-- START Dataset records --
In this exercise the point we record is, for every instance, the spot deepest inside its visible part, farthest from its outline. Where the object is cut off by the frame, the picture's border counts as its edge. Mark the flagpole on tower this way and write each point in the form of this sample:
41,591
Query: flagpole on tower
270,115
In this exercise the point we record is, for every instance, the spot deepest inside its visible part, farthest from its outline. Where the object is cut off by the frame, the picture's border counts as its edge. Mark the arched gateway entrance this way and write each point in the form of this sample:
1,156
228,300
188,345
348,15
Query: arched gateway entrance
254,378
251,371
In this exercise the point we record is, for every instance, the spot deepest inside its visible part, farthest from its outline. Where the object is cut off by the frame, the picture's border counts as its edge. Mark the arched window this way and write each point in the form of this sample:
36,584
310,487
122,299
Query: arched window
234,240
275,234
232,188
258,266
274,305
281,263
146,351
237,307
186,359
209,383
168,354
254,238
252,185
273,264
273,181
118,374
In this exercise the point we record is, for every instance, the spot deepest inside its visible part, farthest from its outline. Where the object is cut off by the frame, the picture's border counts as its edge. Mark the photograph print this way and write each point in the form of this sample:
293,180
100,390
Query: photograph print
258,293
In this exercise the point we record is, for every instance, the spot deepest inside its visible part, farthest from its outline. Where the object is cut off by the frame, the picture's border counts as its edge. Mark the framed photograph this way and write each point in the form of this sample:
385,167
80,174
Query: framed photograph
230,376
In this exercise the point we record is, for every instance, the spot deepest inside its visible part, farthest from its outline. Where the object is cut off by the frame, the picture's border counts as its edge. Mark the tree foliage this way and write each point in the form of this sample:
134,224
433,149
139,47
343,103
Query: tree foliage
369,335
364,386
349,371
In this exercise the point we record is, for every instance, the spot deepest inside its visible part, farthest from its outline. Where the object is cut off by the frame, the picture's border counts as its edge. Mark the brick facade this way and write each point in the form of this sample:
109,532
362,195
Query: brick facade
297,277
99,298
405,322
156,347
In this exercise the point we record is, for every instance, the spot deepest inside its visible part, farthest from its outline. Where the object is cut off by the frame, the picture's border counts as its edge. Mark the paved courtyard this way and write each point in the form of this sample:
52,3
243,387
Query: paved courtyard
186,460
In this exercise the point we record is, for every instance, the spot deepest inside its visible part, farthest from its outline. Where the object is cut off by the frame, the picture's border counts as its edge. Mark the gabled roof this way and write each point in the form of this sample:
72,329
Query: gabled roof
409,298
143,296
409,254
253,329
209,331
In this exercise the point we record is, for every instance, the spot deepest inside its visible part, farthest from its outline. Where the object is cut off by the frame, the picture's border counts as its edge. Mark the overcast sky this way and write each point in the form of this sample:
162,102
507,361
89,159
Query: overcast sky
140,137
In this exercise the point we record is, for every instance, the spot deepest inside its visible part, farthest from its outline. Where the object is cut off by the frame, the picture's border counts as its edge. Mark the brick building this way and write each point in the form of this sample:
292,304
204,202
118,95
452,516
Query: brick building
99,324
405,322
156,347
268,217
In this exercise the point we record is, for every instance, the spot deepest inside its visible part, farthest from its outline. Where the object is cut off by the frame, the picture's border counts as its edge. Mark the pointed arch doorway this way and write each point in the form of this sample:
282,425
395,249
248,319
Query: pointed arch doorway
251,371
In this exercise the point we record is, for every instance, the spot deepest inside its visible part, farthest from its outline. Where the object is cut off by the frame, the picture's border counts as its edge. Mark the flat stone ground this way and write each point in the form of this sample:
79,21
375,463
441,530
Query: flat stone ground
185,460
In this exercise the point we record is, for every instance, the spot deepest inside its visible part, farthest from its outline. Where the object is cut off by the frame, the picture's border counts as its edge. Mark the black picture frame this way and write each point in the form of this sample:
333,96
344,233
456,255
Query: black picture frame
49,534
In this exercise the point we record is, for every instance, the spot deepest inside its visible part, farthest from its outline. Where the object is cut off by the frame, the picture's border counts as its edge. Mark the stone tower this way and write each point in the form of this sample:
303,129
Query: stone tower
-- END Dataset records --
__Task statement__
Output an exact copy of each record.

__Result of the exercise__
In this exercise the point we record is, for every instance, the spot deepest inside its visible part, farthest from its outline. Where the object is cut off by the frame, the picture's border counts as its edge. Mark the flagpole on tower this way and write each point in the form of this sample:
41,591
Query: flagpole on tower
270,115
In this exercise the point we record is, for every instance, the spot deepest inside its visible part, farthest from its outline. Where the object is cut off by the frame, the picture's border counts as its edge. Mark the arched gateway entrance this way and write each point in the form of this sample:
1,156
228,300
188,345
348,15
Query: arched gateway entrance
254,378
251,371
In this exercise the point we record is, for every instance, the spot deepest inside its visible part, farthest from its outline. Where the object is cut off by the frame, the picture's border counts as its edge. Mark the arched window this way and write each point in the form of this sample:
36,584
310,487
122,299
Query: arched window
234,240
275,234
232,188
258,266
274,305
281,263
146,351
237,307
186,359
209,383
168,354
254,238
252,185
273,264
273,181
118,374
In this exercise the point we record is, for every instance, the spot deepest inside its visible part, farthest from its outline. Where the object is cut off by the frame, the picture's border counts as its edge. Mark the photograph print this way and write each point in the form of this sample:
293,180
100,390
Query: photograph print
258,293
In this exercise the point we record is, for every instance, the spot deepest inside its visible part, farthest from its outline. Where the object is cut off by the frame, the picture's border counts as its edge. Mark the framed photograph this way and write each point in the form of this sample:
385,167
80,174
Query: framed photograph
230,376
In this exercise the point we record is, for every instance, the spot deepest inside its visible part, farthest from its outline. Where the object is cut off by the frame, the picture's border counts as its edge. Mark the tree foliage this way and write each point in the form of this sample:
134,224
433,149
139,47
343,103
Query: tree foliage
369,335
364,386
349,371
In this exercise the point we record is, for every instance, the spot deepest inside its visible part, farthest from its outline. Where the object is cut off by the frame, the picture's border counts as its edge. Mark the brick facade this way and write each point in the form of this sample:
109,532
362,195
Query: brick facade
297,277
99,298
405,322
156,347
In this exercise the point we record is, for every instance, the spot deepest inside its visible part, farthest from its outline. Where the object is cut off by the frame, the picture's border counts as its edge. Mark the paved courtyard this way and write each point in the form of this sample:
52,3
243,387
Query: paved courtyard
186,460
In this exercise the point we record is, for every instance, the spot deepest inside its visible part, farthest from its outline. Where the object is cut off by the frame, the picture's border counts as its edge. Mark the gabled roof this way and write each point in the form of this sample:
72,329
Query: gabled roof
409,298
143,296
409,254
253,329
209,331
In this exercise the point we record is, for every instance, the spot deepest inside its visible part, farthest from its outline. Where the object is cut off by the frame, the picture's border counts as its edge. Mark the overcast sky this way and write each point in the form of this sample:
162,102
507,361
89,159
Query: overcast sky
140,137
In this exercise the point we record is, for every instance, the spot deepest inside its visible part, farthest from its outline. Where the object is cut off by the frame, the picture's border counts as its edge. Mark the brick building this way and write each point in the form of this sample:
292,304
204,202
118,95
452,516
Query: brick building
99,324
405,322
156,347
268,217
In this exercise the point we record is, for every instance, the spot deepest inside its visible part, farthest from its outline. Where the object is cut off by the frame, the picture's border counts as its edge. Mark the pointed arch doorway this way and write each point in the form of this sample:
282,425
395,249
248,319
Query: pointed arch doorway
251,371
In this exercise the point we record is, for every instance, the spot deepest inside its visible part, farthest from its outline. Where the object is cut off by the frame, the picture's border counts as its edge. Mark the flat stone ground this way and write each point in the form of this sample:
79,21
375,463
441,530
Query: flat stone ground
185,460
In this exercise the point we record is, for every instance, the spot deepest inside its visible part, farthest from its outline. Where the object is cut off by the frame, the picture's border counts as its edge. Mark the black picture frame this way and write each point in the form of this sample:
333,96
344,233
456,255
Query: black picture frame
49,534
In this exercise the point we record is, for every instance, the spot deepest inside its visible part, farthest from its outline. Where the object is cut off by the frame, the picture's border counts as its edge. Mark the stone tower this way and write each point in the form of this sample:
303,129
Query: stone tower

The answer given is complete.